* Short problem *
Please copy the part of the records that opens with the line containing "wall and output the corresponding bounding box." and closes with the line containing "[263,0,292,112]", both ends included. Keep every line, but shift each bounding-box coordinate up by 71.

┌─ The records

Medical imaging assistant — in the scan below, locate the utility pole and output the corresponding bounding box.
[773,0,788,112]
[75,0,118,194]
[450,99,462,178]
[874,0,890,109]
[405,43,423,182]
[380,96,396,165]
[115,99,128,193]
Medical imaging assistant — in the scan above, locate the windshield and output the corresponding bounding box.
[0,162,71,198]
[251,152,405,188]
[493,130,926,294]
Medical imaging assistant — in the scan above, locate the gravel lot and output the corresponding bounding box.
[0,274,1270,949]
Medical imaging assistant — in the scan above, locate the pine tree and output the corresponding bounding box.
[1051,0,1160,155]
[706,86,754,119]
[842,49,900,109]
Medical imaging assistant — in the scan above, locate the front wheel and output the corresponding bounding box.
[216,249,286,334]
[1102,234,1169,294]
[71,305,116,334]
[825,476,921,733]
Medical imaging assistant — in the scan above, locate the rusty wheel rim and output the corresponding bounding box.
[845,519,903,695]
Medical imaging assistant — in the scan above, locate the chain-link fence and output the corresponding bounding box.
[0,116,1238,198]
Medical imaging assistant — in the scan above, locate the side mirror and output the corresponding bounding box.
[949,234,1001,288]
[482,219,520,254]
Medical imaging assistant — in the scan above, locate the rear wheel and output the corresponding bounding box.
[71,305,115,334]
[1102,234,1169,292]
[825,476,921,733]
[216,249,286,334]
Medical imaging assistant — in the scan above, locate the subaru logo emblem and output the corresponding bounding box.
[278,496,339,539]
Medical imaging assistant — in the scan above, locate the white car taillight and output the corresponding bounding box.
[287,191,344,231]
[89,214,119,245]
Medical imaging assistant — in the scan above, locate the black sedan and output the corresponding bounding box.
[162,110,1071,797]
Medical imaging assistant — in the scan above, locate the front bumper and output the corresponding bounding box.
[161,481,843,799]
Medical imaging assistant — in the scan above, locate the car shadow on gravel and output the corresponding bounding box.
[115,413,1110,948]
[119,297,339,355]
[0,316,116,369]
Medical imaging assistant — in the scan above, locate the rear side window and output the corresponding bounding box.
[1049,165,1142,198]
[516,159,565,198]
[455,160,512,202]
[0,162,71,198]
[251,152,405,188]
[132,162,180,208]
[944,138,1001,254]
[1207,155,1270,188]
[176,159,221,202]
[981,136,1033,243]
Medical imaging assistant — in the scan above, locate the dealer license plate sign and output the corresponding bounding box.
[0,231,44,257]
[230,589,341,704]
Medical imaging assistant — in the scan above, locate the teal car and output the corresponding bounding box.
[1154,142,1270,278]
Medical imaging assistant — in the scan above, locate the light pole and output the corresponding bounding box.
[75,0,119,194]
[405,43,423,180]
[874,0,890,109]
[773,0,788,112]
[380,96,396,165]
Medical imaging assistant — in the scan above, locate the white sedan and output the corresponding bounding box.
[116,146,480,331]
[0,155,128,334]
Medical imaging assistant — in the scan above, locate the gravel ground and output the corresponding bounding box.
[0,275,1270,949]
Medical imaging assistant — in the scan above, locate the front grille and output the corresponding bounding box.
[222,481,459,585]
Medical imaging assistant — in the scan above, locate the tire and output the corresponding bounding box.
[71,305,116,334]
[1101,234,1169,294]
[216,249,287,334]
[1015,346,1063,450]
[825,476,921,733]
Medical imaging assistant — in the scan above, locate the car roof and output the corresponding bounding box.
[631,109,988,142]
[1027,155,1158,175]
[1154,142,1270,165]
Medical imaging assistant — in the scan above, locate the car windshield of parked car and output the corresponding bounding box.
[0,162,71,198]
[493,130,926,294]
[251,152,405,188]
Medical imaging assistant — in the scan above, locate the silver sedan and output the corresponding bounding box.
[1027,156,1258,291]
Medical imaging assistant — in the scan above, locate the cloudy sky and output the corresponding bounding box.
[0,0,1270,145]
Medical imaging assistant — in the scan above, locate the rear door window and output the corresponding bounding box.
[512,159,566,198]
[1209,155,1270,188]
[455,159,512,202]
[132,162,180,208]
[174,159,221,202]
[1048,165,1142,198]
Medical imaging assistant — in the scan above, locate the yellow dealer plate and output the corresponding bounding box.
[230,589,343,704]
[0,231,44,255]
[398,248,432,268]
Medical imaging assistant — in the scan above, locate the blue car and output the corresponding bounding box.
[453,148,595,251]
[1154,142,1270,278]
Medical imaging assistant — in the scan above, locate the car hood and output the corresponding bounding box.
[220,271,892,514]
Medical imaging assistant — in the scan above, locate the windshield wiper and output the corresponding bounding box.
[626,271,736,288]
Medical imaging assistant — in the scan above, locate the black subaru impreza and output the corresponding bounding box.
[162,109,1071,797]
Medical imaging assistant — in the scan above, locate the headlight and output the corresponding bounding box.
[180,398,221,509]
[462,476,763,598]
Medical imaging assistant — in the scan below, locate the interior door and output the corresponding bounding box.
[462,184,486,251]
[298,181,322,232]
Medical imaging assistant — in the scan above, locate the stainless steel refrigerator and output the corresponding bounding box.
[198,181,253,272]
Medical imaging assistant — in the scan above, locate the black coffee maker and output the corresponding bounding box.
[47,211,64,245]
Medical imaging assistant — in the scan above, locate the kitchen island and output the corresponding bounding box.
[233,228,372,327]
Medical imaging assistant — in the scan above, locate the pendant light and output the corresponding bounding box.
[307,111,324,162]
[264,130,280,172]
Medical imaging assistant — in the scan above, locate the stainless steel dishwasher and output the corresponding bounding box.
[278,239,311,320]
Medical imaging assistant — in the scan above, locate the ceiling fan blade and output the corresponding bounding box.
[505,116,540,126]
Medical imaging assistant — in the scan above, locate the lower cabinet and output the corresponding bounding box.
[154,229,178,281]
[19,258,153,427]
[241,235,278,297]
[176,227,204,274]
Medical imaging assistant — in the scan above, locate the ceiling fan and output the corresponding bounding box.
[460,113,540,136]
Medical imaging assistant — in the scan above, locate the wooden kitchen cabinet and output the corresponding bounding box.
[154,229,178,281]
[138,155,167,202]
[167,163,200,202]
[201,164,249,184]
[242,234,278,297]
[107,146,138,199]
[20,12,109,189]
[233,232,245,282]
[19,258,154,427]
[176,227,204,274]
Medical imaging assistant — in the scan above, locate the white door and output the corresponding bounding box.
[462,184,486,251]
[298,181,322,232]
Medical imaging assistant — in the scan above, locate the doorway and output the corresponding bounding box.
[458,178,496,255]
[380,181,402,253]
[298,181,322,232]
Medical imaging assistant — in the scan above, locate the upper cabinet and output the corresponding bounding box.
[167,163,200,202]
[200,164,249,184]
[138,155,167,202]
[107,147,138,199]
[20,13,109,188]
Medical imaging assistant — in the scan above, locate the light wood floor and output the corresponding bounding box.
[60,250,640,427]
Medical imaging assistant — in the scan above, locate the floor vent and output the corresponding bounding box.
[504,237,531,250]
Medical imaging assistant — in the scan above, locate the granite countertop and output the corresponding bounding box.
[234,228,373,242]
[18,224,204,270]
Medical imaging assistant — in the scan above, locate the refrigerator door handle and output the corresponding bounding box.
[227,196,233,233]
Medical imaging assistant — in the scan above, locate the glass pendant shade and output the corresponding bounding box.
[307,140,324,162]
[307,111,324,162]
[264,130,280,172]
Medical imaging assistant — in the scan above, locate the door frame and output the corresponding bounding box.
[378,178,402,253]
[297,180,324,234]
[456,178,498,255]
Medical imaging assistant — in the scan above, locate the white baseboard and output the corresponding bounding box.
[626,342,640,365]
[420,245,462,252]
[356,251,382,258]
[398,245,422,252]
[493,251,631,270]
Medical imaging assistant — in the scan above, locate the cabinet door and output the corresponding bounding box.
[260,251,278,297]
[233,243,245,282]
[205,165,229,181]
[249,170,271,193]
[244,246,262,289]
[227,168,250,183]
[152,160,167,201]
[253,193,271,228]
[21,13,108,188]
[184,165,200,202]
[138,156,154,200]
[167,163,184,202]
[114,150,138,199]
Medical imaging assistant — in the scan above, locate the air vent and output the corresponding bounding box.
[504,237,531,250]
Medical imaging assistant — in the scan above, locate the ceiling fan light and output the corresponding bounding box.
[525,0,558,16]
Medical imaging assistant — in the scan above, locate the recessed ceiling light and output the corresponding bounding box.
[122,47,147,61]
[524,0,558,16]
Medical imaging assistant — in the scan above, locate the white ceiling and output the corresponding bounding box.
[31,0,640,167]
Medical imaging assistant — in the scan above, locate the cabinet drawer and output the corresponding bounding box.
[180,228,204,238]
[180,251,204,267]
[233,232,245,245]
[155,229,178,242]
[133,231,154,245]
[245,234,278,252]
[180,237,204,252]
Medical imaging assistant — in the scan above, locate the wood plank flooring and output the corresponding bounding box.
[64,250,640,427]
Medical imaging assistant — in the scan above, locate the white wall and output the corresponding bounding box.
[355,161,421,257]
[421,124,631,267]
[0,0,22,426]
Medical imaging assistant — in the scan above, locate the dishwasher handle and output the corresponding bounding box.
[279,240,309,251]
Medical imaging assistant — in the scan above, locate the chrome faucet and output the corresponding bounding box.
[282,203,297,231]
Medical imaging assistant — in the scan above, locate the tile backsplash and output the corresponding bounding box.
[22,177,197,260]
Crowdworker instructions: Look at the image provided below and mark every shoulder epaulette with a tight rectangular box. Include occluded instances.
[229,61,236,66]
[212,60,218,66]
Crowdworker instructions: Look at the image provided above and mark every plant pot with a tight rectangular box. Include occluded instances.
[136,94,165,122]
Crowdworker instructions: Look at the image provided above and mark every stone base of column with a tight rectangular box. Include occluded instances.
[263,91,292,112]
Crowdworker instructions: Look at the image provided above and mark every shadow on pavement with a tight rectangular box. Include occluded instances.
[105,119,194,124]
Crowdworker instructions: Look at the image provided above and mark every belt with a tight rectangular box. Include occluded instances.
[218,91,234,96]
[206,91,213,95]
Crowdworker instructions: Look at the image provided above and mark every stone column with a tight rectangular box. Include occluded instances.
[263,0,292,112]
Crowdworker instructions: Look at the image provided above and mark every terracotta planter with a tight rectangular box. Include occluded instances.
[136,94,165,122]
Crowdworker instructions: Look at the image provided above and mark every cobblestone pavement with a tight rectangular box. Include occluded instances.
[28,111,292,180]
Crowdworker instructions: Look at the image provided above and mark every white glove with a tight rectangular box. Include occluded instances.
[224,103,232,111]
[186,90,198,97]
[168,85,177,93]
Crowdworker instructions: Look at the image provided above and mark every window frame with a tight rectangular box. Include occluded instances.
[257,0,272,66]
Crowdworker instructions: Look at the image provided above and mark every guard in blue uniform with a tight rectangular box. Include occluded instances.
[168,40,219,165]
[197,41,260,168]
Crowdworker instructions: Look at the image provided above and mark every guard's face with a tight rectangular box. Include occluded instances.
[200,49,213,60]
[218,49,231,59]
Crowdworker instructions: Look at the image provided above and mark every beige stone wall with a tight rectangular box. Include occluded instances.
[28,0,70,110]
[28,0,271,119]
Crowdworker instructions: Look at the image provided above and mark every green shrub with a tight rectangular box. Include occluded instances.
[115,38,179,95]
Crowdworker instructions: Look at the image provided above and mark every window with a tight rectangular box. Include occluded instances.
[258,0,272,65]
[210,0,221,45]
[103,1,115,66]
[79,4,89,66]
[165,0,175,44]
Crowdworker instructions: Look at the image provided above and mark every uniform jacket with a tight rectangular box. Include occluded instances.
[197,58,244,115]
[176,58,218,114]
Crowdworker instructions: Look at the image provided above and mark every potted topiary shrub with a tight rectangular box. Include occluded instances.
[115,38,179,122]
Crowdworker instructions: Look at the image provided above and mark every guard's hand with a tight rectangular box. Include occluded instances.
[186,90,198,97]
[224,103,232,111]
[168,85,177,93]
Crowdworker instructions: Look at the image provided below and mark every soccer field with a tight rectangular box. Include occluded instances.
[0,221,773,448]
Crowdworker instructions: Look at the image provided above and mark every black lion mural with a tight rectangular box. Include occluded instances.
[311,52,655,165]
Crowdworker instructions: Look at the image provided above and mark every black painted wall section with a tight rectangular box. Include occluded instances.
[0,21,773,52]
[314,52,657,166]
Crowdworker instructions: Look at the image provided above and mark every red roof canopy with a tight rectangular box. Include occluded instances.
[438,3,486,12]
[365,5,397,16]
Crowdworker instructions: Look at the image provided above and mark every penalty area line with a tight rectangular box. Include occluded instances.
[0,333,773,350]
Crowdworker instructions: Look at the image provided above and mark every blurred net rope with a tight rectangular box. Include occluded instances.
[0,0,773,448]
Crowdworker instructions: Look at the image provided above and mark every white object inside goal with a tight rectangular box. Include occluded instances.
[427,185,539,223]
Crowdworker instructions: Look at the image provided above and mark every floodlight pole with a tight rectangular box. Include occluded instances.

└─

* In response *
Medical imaging assistant — in the scan above, locate the white wall and output the corresponding bounding box.
[426,232,492,328]
[492,195,702,338]
[71,71,93,497]
Medical imaging assistant — in the scan above, locate the dishwasher handle and output the corresponding bounding box.
[350,311,380,322]
Medical imaging assistant — in the scan above, locate the chrome faucet and output the corresponding bounding box.
[353,274,368,302]
Medical imaging assistant — in the scan above, locate the tile backsplash and output the corresponding bounding box.
[93,248,268,331]
Crowdworker instructions: Look at the image provided below and mark every shoulder epaulette with a tight rectangular box. Include occluded instances.
[300,132,307,137]
[283,131,289,137]
Crowdworker instructions: Look at the image provided above and mark every plant pot with a tight rectangular box. Include occluded instances.
[207,165,236,193]
Crowdworker instructions: Look at the image provided above and mark every stone base of column with a tight rectangular box. Include occluded instances.
[334,162,363,183]
Crowdworker instructions: Look at the image provided above and mark every shadow on pavement with a tight rectangular box. Include occluded instances.
[176,190,265,195]
Crowdworker instructions: Look at the image provided above and mark every belt with a tight rectangular box. Include occluded instances.
[289,162,305,167]
[277,162,284,166]
Crowdworker instructions: Look at the image provided above and mark every stone column with a tight rectangular box. Include occluded instances.
[334,71,363,183]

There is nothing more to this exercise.